## EXERCISE OBJECTIVE
Please continue the biographical text on Anne Dejean-Assémat from its final sentence.

## PAGE EXCERPT
-- Opening Marker --

Anne Dejean-Assémat was born in Cholet, in the Maine-et-Loire département in France. She has three children. She holds a PhD in Biochemistry and Molecular Biology from Pierre and Marie Curie University, Paris, and she joined the Institut Pasteur in 1980 to complete her doctoral studies in the laboratory run by Pierre Tiollais. In 1985, she was recruited as a Research Associate at Inserm. She was promoted to the position of senior Director of Research in 2009 and was appointed as a Professor at the Institut Pasteur in 2010.

Anne Dejean-Assémat has been Director of the Nuclear Organization and Oncogenesis Research Unit at the Institut Pasteur (Inserm U993) since 2003. She has authored more than 160 scientific publications in leading international peer-reviewed journals. Her research on the mechanisms of oncogenesis has achieved international recognition and received several awards.

-- Closing Marker --

## LISTED RECORDS
-- Opening Marker --

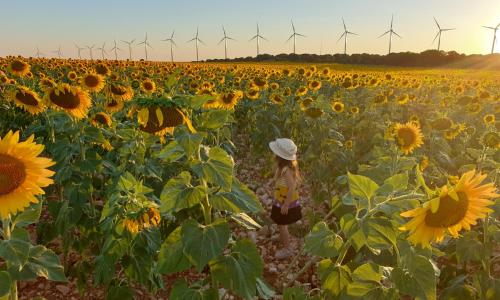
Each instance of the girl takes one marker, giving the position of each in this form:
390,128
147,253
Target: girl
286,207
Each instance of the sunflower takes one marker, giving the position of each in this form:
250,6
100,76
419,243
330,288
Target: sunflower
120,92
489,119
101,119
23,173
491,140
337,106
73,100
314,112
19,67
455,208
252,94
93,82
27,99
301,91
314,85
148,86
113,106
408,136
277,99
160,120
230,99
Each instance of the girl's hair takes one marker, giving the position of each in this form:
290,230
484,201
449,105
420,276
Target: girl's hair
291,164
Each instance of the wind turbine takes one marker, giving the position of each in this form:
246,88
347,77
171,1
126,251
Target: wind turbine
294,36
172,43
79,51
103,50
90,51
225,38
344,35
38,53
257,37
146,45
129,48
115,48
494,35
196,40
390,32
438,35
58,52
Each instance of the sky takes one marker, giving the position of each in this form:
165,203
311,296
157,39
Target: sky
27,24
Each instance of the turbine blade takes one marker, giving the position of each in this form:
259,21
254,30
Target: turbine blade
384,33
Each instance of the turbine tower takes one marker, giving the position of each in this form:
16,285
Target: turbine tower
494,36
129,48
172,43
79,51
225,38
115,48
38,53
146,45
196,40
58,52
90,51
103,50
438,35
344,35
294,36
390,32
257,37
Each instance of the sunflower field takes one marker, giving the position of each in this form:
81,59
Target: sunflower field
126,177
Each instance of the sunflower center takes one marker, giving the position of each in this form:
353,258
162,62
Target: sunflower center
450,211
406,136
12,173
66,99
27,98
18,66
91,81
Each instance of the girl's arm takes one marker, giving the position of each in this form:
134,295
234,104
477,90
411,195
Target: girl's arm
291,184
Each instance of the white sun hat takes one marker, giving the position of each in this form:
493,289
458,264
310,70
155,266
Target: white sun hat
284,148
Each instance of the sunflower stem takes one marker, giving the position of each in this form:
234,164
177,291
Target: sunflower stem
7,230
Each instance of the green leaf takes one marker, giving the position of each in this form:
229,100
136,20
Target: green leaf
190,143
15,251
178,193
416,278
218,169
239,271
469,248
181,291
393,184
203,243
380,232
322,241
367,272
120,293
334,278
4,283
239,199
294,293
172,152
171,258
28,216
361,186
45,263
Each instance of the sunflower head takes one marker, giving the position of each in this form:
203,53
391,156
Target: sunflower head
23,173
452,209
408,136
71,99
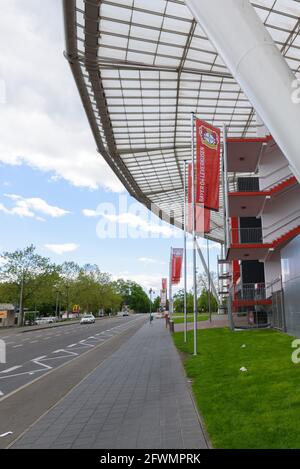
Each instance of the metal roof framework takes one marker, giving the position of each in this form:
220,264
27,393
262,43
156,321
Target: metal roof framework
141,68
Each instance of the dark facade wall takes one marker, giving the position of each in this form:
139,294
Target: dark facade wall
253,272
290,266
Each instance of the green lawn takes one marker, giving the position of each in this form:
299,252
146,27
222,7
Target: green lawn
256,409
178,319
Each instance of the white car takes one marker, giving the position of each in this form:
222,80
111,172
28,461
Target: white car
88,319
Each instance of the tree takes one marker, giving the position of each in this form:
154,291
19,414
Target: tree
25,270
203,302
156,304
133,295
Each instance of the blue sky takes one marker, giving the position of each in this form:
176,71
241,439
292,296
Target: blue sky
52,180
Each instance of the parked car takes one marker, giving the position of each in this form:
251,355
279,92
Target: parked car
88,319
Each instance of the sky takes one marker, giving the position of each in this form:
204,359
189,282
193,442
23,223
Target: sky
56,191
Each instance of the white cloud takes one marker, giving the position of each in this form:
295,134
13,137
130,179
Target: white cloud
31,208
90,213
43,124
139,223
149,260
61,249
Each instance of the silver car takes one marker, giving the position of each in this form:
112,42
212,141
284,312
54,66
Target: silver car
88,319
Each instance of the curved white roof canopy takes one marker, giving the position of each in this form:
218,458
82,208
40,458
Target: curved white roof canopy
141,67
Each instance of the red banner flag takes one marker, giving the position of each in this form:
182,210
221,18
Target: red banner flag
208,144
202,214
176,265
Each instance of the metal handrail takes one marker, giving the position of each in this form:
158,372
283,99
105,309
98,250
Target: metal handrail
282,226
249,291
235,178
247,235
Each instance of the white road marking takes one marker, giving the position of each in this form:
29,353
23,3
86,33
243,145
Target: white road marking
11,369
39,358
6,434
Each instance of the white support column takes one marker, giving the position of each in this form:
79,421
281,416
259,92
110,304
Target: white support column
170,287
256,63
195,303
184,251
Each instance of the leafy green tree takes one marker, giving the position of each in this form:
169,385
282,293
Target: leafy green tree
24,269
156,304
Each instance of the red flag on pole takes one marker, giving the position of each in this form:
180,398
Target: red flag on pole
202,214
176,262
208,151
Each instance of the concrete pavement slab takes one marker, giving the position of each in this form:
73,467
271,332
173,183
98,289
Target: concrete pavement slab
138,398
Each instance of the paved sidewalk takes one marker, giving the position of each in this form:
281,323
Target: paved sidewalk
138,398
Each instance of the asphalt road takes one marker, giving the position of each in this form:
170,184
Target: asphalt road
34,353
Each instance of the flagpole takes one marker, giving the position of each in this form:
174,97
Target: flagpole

-- Closing Marker --

## RESPONSE AREA
Anne Dejean-Assémat is a member of the French Academy of Sciences and of several other learned societies in France and at international level.

- The Sjöberg Prize -

The Sjöberg Prize is awarded by the Royal Swedish Academy of Sciences and funded by the Sjöberg Foundation. This foundation was set up in 2016 by the entrepreneur Bengt Sjöberg, who donated nearly €200 million (2 billion Swedish krona) to promote and support research targeting cancer, health and the environment.